Extracted data
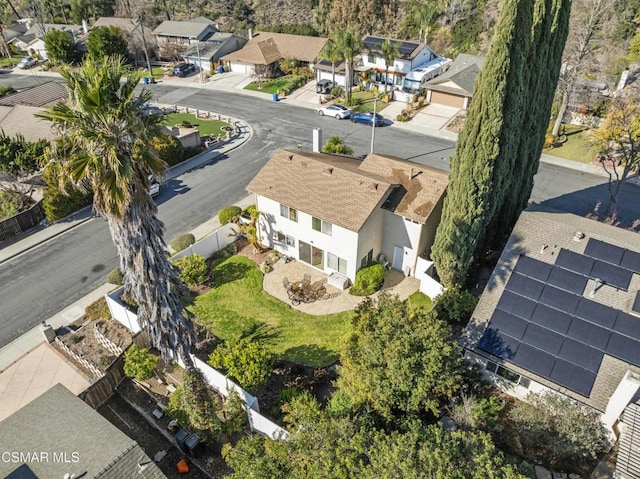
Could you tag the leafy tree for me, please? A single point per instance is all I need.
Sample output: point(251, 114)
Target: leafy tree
point(619, 140)
point(571, 433)
point(139, 363)
point(389, 51)
point(499, 148)
point(396, 362)
point(335, 145)
point(193, 269)
point(60, 47)
point(106, 41)
point(350, 44)
point(245, 361)
point(103, 145)
point(332, 54)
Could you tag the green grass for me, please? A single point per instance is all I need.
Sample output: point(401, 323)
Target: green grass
point(270, 86)
point(421, 301)
point(205, 127)
point(238, 307)
point(577, 147)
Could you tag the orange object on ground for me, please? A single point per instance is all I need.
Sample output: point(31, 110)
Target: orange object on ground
point(183, 467)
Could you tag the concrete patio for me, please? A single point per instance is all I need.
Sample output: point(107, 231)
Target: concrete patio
point(395, 283)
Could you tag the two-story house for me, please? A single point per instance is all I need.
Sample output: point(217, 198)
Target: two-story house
point(338, 213)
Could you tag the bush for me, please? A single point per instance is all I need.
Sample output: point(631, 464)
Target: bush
point(244, 361)
point(227, 214)
point(115, 276)
point(368, 280)
point(193, 269)
point(181, 242)
point(455, 305)
point(139, 363)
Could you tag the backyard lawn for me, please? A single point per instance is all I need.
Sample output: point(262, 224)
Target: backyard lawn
point(238, 307)
point(577, 147)
point(205, 127)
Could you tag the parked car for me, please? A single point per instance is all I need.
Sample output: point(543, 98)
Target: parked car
point(183, 69)
point(28, 62)
point(336, 110)
point(367, 118)
point(324, 86)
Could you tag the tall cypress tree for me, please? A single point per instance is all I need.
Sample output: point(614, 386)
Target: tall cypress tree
point(500, 132)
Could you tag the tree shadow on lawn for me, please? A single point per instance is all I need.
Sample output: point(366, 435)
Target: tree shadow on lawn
point(311, 355)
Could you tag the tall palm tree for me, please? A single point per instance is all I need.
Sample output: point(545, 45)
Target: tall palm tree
point(389, 51)
point(102, 146)
point(350, 45)
point(334, 55)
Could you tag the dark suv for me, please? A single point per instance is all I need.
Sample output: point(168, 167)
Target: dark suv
point(324, 86)
point(183, 69)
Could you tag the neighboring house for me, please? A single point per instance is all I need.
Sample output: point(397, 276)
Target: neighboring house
point(561, 312)
point(268, 48)
point(59, 435)
point(339, 213)
point(455, 86)
point(186, 32)
point(206, 55)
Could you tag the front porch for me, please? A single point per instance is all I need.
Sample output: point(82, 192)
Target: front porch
point(335, 300)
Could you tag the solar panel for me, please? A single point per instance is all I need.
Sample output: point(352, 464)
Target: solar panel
point(568, 280)
point(612, 275)
point(504, 322)
point(636, 303)
point(556, 298)
point(574, 262)
point(533, 268)
point(628, 325)
point(604, 251)
point(596, 313)
point(551, 318)
point(573, 377)
point(524, 286)
point(534, 360)
point(580, 354)
point(516, 305)
point(624, 348)
point(631, 261)
point(589, 333)
point(543, 338)
point(498, 344)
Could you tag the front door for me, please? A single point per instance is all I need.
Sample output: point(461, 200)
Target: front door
point(398, 256)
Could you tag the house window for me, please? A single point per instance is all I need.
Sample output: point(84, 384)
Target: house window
point(290, 213)
point(366, 259)
point(322, 226)
point(286, 239)
point(336, 263)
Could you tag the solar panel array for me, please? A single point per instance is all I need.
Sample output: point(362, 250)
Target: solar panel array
point(545, 325)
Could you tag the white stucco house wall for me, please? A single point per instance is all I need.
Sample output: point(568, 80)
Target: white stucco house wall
point(338, 213)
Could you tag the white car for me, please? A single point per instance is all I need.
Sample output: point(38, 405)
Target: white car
point(28, 62)
point(336, 110)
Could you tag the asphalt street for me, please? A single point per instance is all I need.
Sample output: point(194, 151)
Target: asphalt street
point(52, 276)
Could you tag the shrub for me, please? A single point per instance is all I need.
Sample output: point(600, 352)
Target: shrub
point(245, 361)
point(227, 214)
point(115, 276)
point(368, 280)
point(139, 363)
point(193, 269)
point(455, 305)
point(181, 242)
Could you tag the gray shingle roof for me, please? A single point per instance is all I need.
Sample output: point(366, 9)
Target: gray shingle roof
point(57, 426)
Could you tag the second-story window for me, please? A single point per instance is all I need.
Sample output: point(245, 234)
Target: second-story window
point(290, 213)
point(322, 226)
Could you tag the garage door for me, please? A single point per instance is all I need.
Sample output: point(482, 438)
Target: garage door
point(447, 99)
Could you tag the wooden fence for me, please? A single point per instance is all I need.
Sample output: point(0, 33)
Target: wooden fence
point(22, 221)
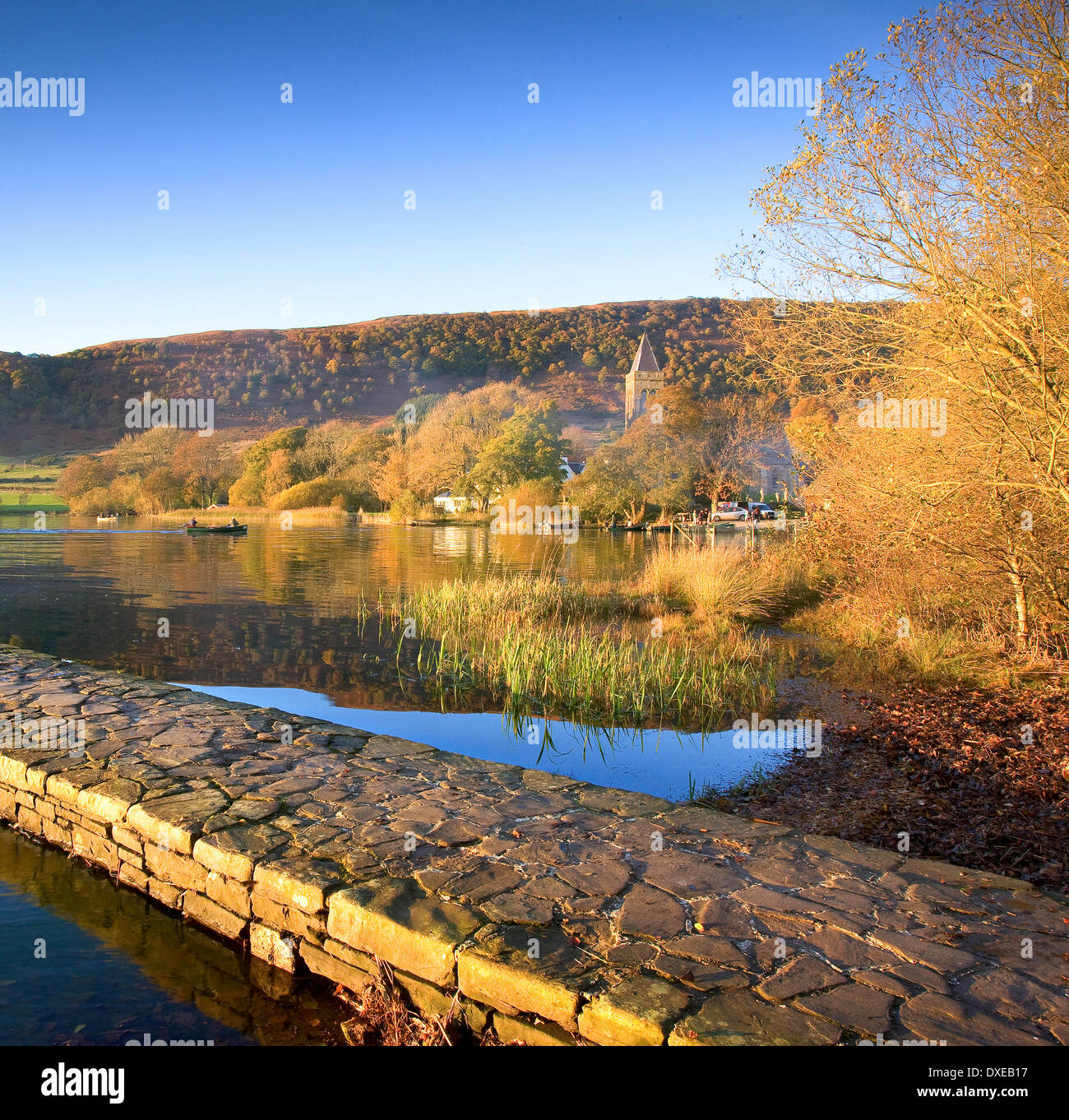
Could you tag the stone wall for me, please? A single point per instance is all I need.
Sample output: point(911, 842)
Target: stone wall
point(546, 909)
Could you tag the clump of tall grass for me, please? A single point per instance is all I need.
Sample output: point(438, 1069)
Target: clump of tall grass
point(717, 582)
point(567, 647)
point(490, 602)
point(602, 674)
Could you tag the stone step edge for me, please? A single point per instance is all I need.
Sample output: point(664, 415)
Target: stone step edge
point(541, 1011)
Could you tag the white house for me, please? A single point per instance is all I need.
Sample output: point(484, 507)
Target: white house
point(571, 468)
point(451, 503)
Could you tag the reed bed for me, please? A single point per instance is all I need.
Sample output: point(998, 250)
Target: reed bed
point(725, 584)
point(562, 647)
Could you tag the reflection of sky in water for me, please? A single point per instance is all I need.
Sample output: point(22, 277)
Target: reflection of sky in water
point(658, 761)
point(279, 610)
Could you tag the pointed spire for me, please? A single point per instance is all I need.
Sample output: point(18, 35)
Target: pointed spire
point(643, 359)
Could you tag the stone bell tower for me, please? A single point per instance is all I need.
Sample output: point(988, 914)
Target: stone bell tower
point(646, 377)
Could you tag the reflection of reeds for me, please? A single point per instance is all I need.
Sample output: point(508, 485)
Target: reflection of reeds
point(531, 639)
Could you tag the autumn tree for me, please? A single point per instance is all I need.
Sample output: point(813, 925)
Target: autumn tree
point(914, 251)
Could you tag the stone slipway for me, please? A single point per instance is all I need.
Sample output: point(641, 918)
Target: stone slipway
point(547, 909)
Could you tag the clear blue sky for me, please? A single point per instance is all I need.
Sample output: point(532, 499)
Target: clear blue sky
point(515, 201)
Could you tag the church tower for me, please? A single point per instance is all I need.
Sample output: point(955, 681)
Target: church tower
point(646, 377)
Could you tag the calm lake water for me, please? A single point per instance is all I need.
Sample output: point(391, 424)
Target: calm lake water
point(274, 618)
point(271, 618)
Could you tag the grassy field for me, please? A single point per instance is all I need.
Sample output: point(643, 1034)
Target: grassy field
point(26, 488)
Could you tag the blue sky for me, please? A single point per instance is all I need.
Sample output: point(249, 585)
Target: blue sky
point(516, 204)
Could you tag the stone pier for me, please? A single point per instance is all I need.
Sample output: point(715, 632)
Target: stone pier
point(546, 909)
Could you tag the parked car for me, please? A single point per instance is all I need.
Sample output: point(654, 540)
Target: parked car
point(729, 511)
point(761, 511)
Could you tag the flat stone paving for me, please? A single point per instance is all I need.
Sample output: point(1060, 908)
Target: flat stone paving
point(558, 909)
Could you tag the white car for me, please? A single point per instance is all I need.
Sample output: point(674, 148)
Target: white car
point(729, 511)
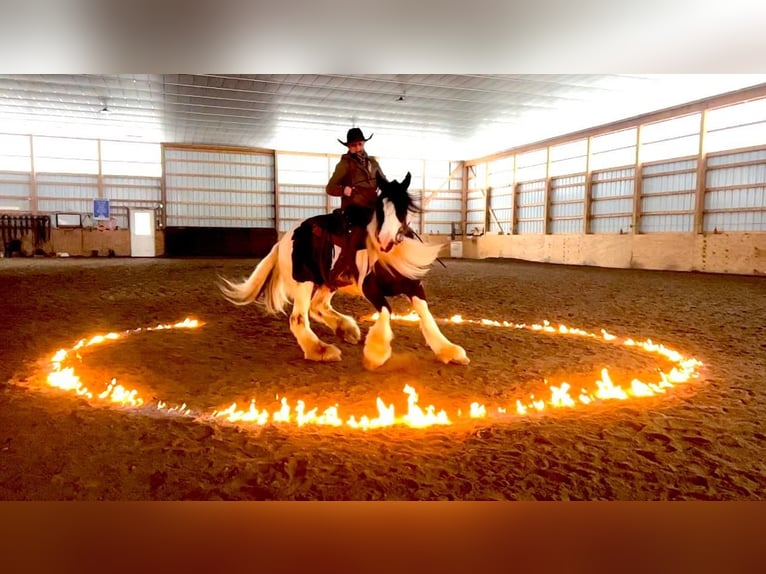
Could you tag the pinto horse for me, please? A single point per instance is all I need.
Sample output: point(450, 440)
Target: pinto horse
point(393, 263)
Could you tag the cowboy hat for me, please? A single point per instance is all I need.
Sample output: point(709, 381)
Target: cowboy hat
point(355, 135)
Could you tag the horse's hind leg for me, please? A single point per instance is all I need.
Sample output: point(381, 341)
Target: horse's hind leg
point(322, 311)
point(445, 350)
point(313, 348)
point(377, 344)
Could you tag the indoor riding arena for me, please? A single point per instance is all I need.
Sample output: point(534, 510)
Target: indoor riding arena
point(606, 282)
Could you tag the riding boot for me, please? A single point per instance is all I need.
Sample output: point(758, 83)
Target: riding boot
point(345, 272)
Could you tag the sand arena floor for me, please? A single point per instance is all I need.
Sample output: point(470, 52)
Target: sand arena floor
point(704, 440)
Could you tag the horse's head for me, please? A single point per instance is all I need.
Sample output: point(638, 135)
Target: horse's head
point(392, 211)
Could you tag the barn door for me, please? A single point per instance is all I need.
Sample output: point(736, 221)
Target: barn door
point(142, 233)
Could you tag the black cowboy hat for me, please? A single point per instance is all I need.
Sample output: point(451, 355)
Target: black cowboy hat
point(355, 135)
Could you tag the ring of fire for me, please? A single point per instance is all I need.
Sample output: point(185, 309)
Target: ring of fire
point(62, 376)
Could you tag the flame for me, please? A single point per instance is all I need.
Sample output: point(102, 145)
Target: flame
point(605, 389)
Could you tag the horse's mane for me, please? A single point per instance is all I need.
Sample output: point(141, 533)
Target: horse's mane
point(411, 258)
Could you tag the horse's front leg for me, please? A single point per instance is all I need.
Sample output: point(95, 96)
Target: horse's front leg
point(321, 310)
point(313, 348)
point(445, 350)
point(377, 344)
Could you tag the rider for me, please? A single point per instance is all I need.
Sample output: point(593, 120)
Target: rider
point(354, 181)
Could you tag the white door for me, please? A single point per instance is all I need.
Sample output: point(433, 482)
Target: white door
point(142, 233)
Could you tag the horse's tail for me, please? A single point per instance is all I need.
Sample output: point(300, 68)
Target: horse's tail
point(264, 284)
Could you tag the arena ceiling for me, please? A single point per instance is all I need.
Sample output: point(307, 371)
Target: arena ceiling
point(446, 116)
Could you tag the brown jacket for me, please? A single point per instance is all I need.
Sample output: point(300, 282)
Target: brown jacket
point(351, 172)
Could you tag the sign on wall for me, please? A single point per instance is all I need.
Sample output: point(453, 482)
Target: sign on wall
point(101, 209)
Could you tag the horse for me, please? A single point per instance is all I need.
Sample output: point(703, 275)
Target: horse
point(392, 263)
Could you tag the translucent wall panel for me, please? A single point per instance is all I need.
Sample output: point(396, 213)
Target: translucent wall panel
point(613, 149)
point(443, 196)
point(735, 194)
point(131, 158)
point(212, 188)
point(569, 158)
point(302, 180)
point(66, 193)
point(676, 137)
point(530, 207)
point(738, 126)
point(127, 193)
point(501, 182)
point(567, 206)
point(531, 165)
point(476, 198)
point(65, 155)
point(612, 201)
point(15, 190)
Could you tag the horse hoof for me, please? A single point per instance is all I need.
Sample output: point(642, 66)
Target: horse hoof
point(349, 335)
point(371, 364)
point(325, 354)
point(455, 354)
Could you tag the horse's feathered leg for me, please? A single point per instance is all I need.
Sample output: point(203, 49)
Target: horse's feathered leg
point(322, 311)
point(313, 348)
point(445, 350)
point(377, 344)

Activity
Repeat exactly the lines starting at the line with "Target: brown jacket" and ending with the final line of the entries. Include nothing else.

Exercise output
Target: brown jacket
point(351, 172)
Could you tag the sign on wall for me, please? A single point per instance is all I need.
Sample output: point(453, 482)
Target: sign on wall
point(101, 209)
Could you tag the horse for me, please? A single point per instance is all I need.
Sample output: point(703, 275)
Target: horse
point(392, 263)
Could you tag the translucent wall panel for me, please? A single point per instance is all I need.
Sample output: point(396, 213)
Target: translucent wall panel
point(613, 149)
point(443, 196)
point(735, 194)
point(131, 158)
point(212, 188)
point(569, 158)
point(302, 180)
point(66, 193)
point(676, 137)
point(530, 207)
point(738, 126)
point(127, 193)
point(501, 182)
point(567, 206)
point(531, 165)
point(476, 198)
point(65, 155)
point(612, 201)
point(15, 190)
Could you tag the horse hoof for me, please? A single point per instance is all I need.
Sample output: point(642, 66)
Target: horse hoof
point(349, 335)
point(371, 364)
point(325, 354)
point(455, 354)
Could you tag the horse's feathered leg for me, please? A single point per instance is all I need.
Sample output: point(203, 49)
Target: horse's feathered leg
point(322, 311)
point(313, 348)
point(445, 350)
point(377, 344)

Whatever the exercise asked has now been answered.